Activity - Write out each record again exactly as it stands.

'''

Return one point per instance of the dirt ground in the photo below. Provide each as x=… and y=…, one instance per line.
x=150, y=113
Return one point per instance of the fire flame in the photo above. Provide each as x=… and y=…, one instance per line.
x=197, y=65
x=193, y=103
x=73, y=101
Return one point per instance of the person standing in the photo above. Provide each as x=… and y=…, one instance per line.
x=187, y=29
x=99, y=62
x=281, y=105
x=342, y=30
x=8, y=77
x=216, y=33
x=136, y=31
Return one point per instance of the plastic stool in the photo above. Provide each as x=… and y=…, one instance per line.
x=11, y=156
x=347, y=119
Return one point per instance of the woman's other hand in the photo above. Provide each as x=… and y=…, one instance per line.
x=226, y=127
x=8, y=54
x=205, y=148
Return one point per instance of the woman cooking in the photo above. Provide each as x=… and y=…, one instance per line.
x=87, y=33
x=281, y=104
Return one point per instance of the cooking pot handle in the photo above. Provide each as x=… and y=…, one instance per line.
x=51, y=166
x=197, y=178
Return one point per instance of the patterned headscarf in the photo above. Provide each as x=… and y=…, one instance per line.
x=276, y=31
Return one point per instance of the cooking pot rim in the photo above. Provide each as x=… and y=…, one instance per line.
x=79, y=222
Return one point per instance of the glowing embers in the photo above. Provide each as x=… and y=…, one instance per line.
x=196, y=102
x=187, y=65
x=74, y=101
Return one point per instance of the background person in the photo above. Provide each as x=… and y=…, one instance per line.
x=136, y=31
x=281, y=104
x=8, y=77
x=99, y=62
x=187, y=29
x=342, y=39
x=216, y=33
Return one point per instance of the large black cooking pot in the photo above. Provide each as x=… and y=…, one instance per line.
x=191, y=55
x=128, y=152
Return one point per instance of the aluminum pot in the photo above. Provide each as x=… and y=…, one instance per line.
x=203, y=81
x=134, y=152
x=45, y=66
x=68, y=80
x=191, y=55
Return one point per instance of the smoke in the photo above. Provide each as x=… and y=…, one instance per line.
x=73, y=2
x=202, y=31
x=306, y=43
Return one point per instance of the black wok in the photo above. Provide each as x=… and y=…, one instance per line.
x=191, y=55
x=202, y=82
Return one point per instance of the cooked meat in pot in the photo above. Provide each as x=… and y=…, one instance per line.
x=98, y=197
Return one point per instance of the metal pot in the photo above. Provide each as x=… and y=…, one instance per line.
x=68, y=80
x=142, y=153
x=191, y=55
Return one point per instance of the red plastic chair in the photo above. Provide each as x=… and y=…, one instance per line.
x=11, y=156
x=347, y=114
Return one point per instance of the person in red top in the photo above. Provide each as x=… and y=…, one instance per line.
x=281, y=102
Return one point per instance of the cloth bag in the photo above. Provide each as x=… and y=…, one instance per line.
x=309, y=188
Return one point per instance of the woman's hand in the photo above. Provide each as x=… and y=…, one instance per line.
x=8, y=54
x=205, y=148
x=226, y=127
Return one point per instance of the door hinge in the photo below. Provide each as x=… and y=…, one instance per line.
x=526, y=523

'''

Worked solution -
Return one point per instance of the dirt ground in the photo below. Provide each as x=… and y=…, one instance per line.
x=150, y=113
Return one point per instance of the fire flame in the photo above. Provide each as x=… and y=…, one instance per line.
x=197, y=65
x=193, y=103
x=73, y=101
Return one point per instance of the person standing in the photo above. Provide each as x=… and y=…, one instance per line.
x=187, y=29
x=99, y=62
x=281, y=105
x=342, y=30
x=8, y=77
x=216, y=33
x=136, y=31
Return one point per instance of the plastic stool in the photo above. Provide each as x=… and y=…, one instance per line.
x=11, y=156
x=347, y=119
Return one point per instance of the woman's other hand in the photo above. Provide each as x=… and y=…, one instance per line.
x=226, y=127
x=8, y=54
x=205, y=148
Return one point per instance of the woman cooking in the photo above. Provide each as x=… and y=…, one instance per line.
x=87, y=33
x=281, y=104
Return one point per instance of the cooking pot handle in the photo above. Provide each as x=… and y=…, one instance per line.
x=51, y=166
x=197, y=178
Return one point per instance of the patterned headscarf in the photo above. Provide each as x=… and y=…, one instance per line.
x=276, y=31
Return one point per instance of the cooking pot rim in the photo above. Provide each as x=… and y=…, one instance per line.
x=79, y=222
Return one point per instance of the glowing embers in the photo above. Provide each as x=… and y=…, one instance per line.
x=196, y=102
x=187, y=65
x=74, y=101
Return one point per instance of the background person in the photo above. Provide each as x=… and y=…, one instance per line.
x=136, y=31
x=281, y=104
x=8, y=77
x=99, y=62
x=187, y=29
x=342, y=39
x=216, y=33
Return one point per instance of the large black cooking pot in the photo above. Provide each as x=… and y=…, one instance per line.
x=191, y=55
x=128, y=152
Return one point per instance of the aluminum pot in the photo above. Provide each as x=… and y=…, one instance per line.
x=203, y=81
x=134, y=152
x=45, y=66
x=68, y=80
x=191, y=55
Return one point per instance of the smoke in the photo above. Provide each as x=… and y=…, one instance per line.
x=73, y=2
x=202, y=31
x=306, y=43
Return one point per instance of the black wok in the photo above. Provide each as x=… and y=…, one instance per line.
x=191, y=55
x=202, y=82
Return one point per instance of the cooked meat in pot in the photo above. Provide each as x=… and y=…, one instance per line.
x=98, y=197
Return one point per instance of the metal pot in the photo above. Provide each as x=… and y=…, one instance per line.
x=68, y=80
x=142, y=153
x=191, y=55
Return one point per instance of the red plastic chair in the photo above. Provide each as x=… and y=…, one instance per line.
x=11, y=156
x=347, y=114
Return one point per instance of the person in red top in the photo above. Provide each as x=… and y=…, one instance per line.
x=281, y=102
Return one point per instance of the cloth bag in the photo above. Provide each as x=… and y=…, one instance per line.
x=309, y=188
Return one point per instance of the woman's hand in the photo above. Provide each as x=… and y=…, one instance per line.
x=8, y=54
x=205, y=148
x=226, y=127
Return one point per instance of the door hinge in the photo below. Provide each as x=… and y=…, one instance per line.
x=526, y=523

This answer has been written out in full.